## WHAT TO WORK ON:
All of the data below is to be output exactly as written.

(PROVIDED RECORDS)

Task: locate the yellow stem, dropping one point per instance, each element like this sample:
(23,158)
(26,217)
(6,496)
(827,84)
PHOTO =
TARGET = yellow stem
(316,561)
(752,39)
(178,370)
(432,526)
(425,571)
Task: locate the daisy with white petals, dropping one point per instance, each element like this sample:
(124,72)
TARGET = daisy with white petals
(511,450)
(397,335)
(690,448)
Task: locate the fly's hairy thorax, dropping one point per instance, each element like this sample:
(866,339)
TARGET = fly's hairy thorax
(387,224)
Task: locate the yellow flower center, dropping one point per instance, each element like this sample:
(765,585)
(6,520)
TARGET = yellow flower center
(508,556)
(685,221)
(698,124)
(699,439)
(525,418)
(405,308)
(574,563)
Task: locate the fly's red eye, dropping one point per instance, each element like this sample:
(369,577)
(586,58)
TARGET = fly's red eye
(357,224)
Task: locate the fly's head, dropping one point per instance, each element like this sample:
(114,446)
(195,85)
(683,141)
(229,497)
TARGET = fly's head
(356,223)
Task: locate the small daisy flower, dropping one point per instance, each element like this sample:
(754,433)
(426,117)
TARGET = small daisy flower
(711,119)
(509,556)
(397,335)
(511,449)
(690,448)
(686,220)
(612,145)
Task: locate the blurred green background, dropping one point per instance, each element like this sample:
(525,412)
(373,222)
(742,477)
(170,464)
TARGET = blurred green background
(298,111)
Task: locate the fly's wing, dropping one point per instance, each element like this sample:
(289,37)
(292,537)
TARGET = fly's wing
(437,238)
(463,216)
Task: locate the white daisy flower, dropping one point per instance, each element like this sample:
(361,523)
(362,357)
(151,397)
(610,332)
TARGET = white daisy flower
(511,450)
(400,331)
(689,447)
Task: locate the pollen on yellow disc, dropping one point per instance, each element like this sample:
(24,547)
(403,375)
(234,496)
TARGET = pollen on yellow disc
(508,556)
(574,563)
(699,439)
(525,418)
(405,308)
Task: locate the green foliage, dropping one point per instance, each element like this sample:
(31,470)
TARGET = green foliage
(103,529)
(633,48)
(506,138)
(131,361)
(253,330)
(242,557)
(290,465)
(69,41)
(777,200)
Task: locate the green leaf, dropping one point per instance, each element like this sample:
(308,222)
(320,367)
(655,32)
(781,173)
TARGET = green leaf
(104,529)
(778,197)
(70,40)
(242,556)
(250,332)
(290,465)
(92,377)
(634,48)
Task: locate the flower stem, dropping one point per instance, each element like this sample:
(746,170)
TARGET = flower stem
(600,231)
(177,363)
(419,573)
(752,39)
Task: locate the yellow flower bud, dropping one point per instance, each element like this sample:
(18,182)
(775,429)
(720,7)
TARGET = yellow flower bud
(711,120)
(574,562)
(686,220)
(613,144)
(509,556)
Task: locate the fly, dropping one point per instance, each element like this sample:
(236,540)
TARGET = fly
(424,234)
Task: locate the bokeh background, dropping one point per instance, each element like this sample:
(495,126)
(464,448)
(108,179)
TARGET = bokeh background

(End PROVIDED RECORDS)

## SOLUTION BELOW:
Task: locate the yellow stem, dropping one point per instance, each element like this sample:
(23,158)
(26,217)
(6,496)
(827,84)
PHOTO =
TARGET = yellow stem
(316,561)
(752,39)
(178,370)
(432,526)
(425,571)
Task: locate the daisy with white petals, dropping one point per instance, each element like this sample:
(124,72)
TARGET = daisy with white petals
(511,450)
(397,335)
(690,448)
Task: locate the fly's hairy thorax, dropping one point per instance, each element like this sample:
(866,339)
TARGET = fly's hairy thorax
(387,224)
Task: locate the yellow flower center, dropping one point per instance, each element like this sample:
(765,585)
(6,520)
TARGET = yellow flower center
(508,556)
(685,221)
(698,124)
(699,439)
(525,418)
(405,308)
(574,563)
Task: locate the fly's red eye, dropping one point per instance, each element like this sample:
(369,577)
(586,58)
TARGET = fly's red eye
(357,224)
Task: locate the fly's head, dropping one point per instance, each element like this sample:
(114,446)
(195,85)
(683,141)
(229,497)
TARGET = fly's head
(356,223)
Task: locate the small daisy flower, dropping one point per instance, each element like this sample:
(754,433)
(426,117)
TARGET = small daisy flower
(711,119)
(509,556)
(397,335)
(511,449)
(690,448)
(686,220)
(612,145)
Task: locate the blurred green background, dropping one point per instance, each element like this sample:
(525,412)
(373,222)
(742,477)
(170,464)
TARGET = blurred green background
(298,111)
Task: locate the fly's wing, dropping one point per instance, each element like this sample:
(289,37)
(292,537)
TARGET = fly's wing
(437,238)
(463,216)
Task: locate the white daisy flower, dropping one point per instance, each element like this sample:
(361,523)
(362,357)
(151,397)
(610,332)
TARGET = white daisy flower
(511,450)
(400,331)
(689,447)
Task: locate the pollen on yellow disc, dropping one point per instance, each element like this sample:
(24,547)
(403,375)
(234,496)
TARGET = pollen on yellow disc
(508,556)
(574,563)
(699,439)
(525,418)
(405,308)
Task: locate the green foliage, dropping one point per instance, each element like this sample:
(31,470)
TARGET = green foliage
(103,529)
(633,48)
(506,138)
(131,361)
(253,330)
(242,557)
(290,465)
(69,41)
(777,200)
Task: locate the green leaf, dropping one point per instance, each element like this sample:
(308,222)
(320,367)
(655,32)
(781,173)
TARGET = green leaf
(104,529)
(778,197)
(70,40)
(242,556)
(250,332)
(290,465)
(92,377)
(634,48)
Task: locate the flower stem, dropping one point per instance, each element like this sample:
(746,170)
TARGET = flower stem
(600,231)
(177,363)
(419,573)
(752,39)
Task: locate the yellow flower bud, dropping one point per instance, each element like this sample:
(18,182)
(775,429)
(720,7)
TARGET = yellow flower bud
(711,120)
(574,562)
(686,220)
(613,144)
(509,556)
Task: locate the fly, dropping one point per instance, each element like this sample:
(236,540)
TARGET = fly
(424,234)
Task: locate the bokeh background, dropping one point per instance, each element like this sample:
(495,126)
(464,448)
(108,179)
TARGET = bokeh background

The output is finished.